Your example, GJ, isn't a counter-example. Take the results of the article at face value. A significant minority of the population have different hard wiring in their tongues than the rest. the consequences of that, I think we've all demonstrated we don't really know for sure. Yes, they may be "better" readers in the sense that they can discriminate more chemicals than other tasters, but that does not necessarily make them more "efficient" readers for a particular defined purpose. As you know, the typical individual successfully edits out the vast majority of the sensory data available to them at any one point. They have to in order to function. Someone hyper-sensitive to such data might be a "better" reader of the world around them in that sense, but not necessarily a more efficient one.

But moving to the real point. The claim that, within given cultural and historical horizons, there are gastronomic standards, and that it is in principle possible to describe a deviation from those standards as a mistake (whether it be prune juice with steak, preferring your potatoes raw or putting custard on your shepherd's pie) is not, I think, dependent on the assumption that we all share the same physiological hard wiring.

__________________________________________________

### Short problem 1
Answer each question using the comment on taste.
(a) What does the typical individual edit out?
(b) Which three deviations from gastronomic standards are offered as examples?
(c) On what assumption is the claim about gastronomic standards said not to depend?
### Short problem 2
Carry the comment on taste forward, beginning after its final sentence.
The records are not required for any of the work on this page.

__________________________________________________

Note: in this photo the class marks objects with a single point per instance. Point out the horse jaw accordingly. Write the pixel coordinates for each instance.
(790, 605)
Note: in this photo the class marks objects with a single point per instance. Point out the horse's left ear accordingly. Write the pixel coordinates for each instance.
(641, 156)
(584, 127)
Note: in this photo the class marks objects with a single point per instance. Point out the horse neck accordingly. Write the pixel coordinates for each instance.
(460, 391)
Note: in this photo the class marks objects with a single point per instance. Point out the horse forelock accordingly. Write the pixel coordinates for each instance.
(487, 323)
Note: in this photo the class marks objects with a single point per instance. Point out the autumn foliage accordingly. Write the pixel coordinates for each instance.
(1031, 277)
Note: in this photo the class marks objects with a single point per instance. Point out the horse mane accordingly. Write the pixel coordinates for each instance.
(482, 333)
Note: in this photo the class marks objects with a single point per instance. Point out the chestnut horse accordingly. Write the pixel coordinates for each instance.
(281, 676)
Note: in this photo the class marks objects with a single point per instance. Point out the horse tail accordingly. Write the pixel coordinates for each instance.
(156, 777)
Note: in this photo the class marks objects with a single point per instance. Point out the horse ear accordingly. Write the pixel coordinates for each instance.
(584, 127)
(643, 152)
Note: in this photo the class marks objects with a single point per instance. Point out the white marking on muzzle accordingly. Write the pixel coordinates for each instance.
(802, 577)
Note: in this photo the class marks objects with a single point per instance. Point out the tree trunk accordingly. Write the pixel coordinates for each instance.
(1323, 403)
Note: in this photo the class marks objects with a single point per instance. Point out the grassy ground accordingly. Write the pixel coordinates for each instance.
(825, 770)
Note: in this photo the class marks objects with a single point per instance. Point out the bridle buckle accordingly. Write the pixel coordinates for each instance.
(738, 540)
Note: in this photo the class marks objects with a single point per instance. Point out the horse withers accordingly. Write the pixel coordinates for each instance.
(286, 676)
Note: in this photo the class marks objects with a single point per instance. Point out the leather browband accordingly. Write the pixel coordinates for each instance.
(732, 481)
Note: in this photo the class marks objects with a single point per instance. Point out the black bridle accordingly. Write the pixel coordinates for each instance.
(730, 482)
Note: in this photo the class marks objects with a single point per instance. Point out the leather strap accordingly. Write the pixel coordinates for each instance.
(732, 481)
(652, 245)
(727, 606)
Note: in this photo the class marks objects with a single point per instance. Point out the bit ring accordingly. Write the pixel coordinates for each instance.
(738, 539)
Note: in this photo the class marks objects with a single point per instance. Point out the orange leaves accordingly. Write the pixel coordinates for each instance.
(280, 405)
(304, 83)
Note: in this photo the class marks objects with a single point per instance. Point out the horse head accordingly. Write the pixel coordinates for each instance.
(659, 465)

__________________________________________________

### Final answer 1
(a) The vast majority of the sensory data available to them at any one point.
(b) Prune juice with steak, preferring your potatoes raw, and putting custard on your shepherd's pie.
(c) The assumption that we all share the same physiological hard wiring.

### Final answer 2
I said all along that certain individuals, having been offered the chance to experience eating and drinking in accordance with those standards, may nevertheless choose to adhere to certain personal preferences which taste good to them. And I said they may have good reasons for those decisions - it doesn't make them idiots, but it doesn't stop them being "wrong" either. Maybe eccentric taste bud configurations are one of those reasons. But the fact is that we do have standards, and they have evolved against a background of people having whatever taste buds and olfactory receptors they have.

So I think the two arguments miss each other.

SHORT VERSION: If someone's tongue is hot wired so that custard on curry tastes good to them, there's no denying that fact, but it doesn't negate the principle that, by and large, it is wrong to put custard on curry.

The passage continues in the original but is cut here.